Spinningfields is an area in the west adjoining the middle part of Deansgate and the main business district of the city centre. The proposal to create a designated central business district originated in 1997 when Allied London purchased a number of buildings around the John Rylands Library. Allied London executive Mike Ingall was convinced of the site's regeneration potential and Manchester City Council was keen to redevelop the city centre after the 1996 Manchester bombing. The development, named from a narrow street which ran westwards from Deansgate, is bounded by Bridge Street to the north, Quay Street to the south, Deansgate to the east, and the River Irwell to the west.

[Stored dataset items]
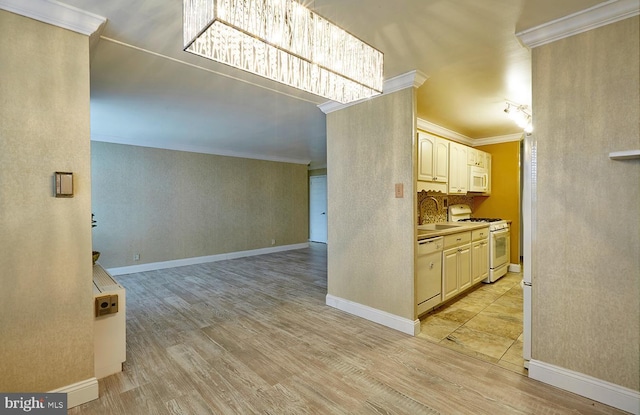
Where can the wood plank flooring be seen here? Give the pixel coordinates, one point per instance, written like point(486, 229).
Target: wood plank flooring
point(254, 336)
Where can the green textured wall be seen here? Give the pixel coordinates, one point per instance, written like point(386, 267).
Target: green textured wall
point(167, 205)
point(46, 320)
point(586, 262)
point(370, 148)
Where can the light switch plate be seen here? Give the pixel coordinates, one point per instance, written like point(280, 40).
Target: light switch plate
point(399, 190)
point(64, 184)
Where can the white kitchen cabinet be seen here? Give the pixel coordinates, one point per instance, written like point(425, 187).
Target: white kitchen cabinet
point(456, 264)
point(458, 175)
point(479, 255)
point(429, 274)
point(487, 162)
point(476, 158)
point(433, 158)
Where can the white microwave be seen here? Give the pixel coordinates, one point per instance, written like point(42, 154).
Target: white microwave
point(478, 179)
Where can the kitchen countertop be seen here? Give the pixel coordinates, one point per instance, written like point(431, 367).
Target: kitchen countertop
point(456, 227)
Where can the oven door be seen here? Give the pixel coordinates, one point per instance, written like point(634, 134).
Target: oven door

_Work request_.
Rewrite the paragraph of the Spinningfields passage that begins "Spinningfields is an area" as a short list, keeping its main facts. The records are separate material and are not part of the Spinningfields passage.

_Problem solution_.
- Spinningfields lies in the west, adjoining the middle part of Deansgate and the city centre's main business district.
- The idea of a designated central business district began in 1997, when Allied London bought several buildings around the John Rylands Library.
- Allied London executive Mike Ingall believed in the site's regeneration potential, and Manchester City Council wanted to redevelop the city centre after the 1996 Manchester bombing.
- The development takes its name from a narrow street that ran westwards from Deansgate.
- Its boundaries are Bridge Street (north), Quay Street (south), Deansgate (east) and the River Irwell (west).